◆ PASSAGE PROVIDED
David, the 12-year-old "bubble boy," died last year because a bone marrow transplant that had held out hope for a normal life instead infected his immune-deficient body with a common virus that "ran amok," causing incurable cancer, his doctor said today.

An analysis of David's autopsy by researchers at four medical institutions produced the "first conclusive evidence of cancer developing in a human being after infection by a virus," said Dr. William T. Shearer, David's physician and a professor of pediatrics at the Baylor School of Medicine here.

Doctors have long believed that common viruses, under highly selective circumstances, can cause cancer in humans.

The analysis was published in this week's New England Journal of Medicine.

"He is the patient who has tied together infections by viruses and the development of cancer," Shearer said of his world-famous patient. The boy's last name has been withheld by hospital officials to protect his family's privacy.

David received the Epstein-Barr virus -- perhaps best known as the agent that causes infectious mononucleosis -- from the bone marrow of his older sister, Katherine. She was the donor in an October 1983 transplant operation that was supposed to trigger the growth of an immune system in David, freeing him from the latest in a series of germ-free plastic "bubbles" he had lived in since being born with severe combined immune deficiency (SCID).

◆ AVAILABLE DATA
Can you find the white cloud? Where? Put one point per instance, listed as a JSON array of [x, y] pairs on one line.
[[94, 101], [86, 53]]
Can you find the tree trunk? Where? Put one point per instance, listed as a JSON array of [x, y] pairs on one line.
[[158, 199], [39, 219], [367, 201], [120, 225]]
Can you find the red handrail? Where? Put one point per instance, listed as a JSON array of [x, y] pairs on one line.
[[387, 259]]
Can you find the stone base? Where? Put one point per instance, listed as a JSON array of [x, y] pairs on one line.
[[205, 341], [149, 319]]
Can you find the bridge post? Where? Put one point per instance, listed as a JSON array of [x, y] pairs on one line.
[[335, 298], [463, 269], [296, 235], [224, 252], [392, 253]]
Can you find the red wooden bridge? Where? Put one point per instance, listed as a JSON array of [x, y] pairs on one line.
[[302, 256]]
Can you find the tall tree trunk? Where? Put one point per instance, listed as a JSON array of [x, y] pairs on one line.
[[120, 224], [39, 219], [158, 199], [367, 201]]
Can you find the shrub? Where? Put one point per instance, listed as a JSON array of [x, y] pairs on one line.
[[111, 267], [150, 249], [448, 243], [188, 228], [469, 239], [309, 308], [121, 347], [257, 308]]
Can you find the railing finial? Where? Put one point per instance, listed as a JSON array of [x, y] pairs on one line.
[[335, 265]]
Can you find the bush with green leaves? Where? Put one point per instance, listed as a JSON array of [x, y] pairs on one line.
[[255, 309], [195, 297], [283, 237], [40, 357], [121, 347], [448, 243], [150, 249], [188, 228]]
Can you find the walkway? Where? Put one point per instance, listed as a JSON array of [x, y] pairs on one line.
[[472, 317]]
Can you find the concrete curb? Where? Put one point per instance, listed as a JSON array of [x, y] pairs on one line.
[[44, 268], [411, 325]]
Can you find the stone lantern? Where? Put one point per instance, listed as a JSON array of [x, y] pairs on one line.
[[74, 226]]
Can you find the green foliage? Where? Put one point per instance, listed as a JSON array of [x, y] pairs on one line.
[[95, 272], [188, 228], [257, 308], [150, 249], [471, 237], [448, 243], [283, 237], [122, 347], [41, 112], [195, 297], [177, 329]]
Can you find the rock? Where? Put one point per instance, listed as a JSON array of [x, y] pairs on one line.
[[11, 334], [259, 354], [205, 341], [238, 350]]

◆ COMPLETE THE FOLLOWING
**A.** For the bubble boy article, decide whether each statement agrees with the text, answering yes or no and quoting the words of the text that settle it.
(i) David received bone marrow from his older brother.
(ii) The autopsy analysis was carried out by researchers at four medical institutions.
(iii) The analysis appeared in the New England Journal of Medicine.
**B.** Answer these questions from the bubble boy article.
(i) At which school is Dr. William T. Shearer a professor of pediatrics?
(ii) Why did hospital officials withhold the boy's last name?
(iii) What condition was David born with?

◆ SOLVED PROBLEMS
**A.**
(i) No: "from the bone marrow of his older sister, Katherine"
(ii) Yes: "An analysis of David's autopsy by researchers at four medical institutions"
(iii) Yes: "The analysis was published in this week's New England Journal of Medicine."

**B.**
(i) The Baylor School of Medicine
(ii) To protect his family's privacy
(iii) Severe combined immune deficiency (SCID)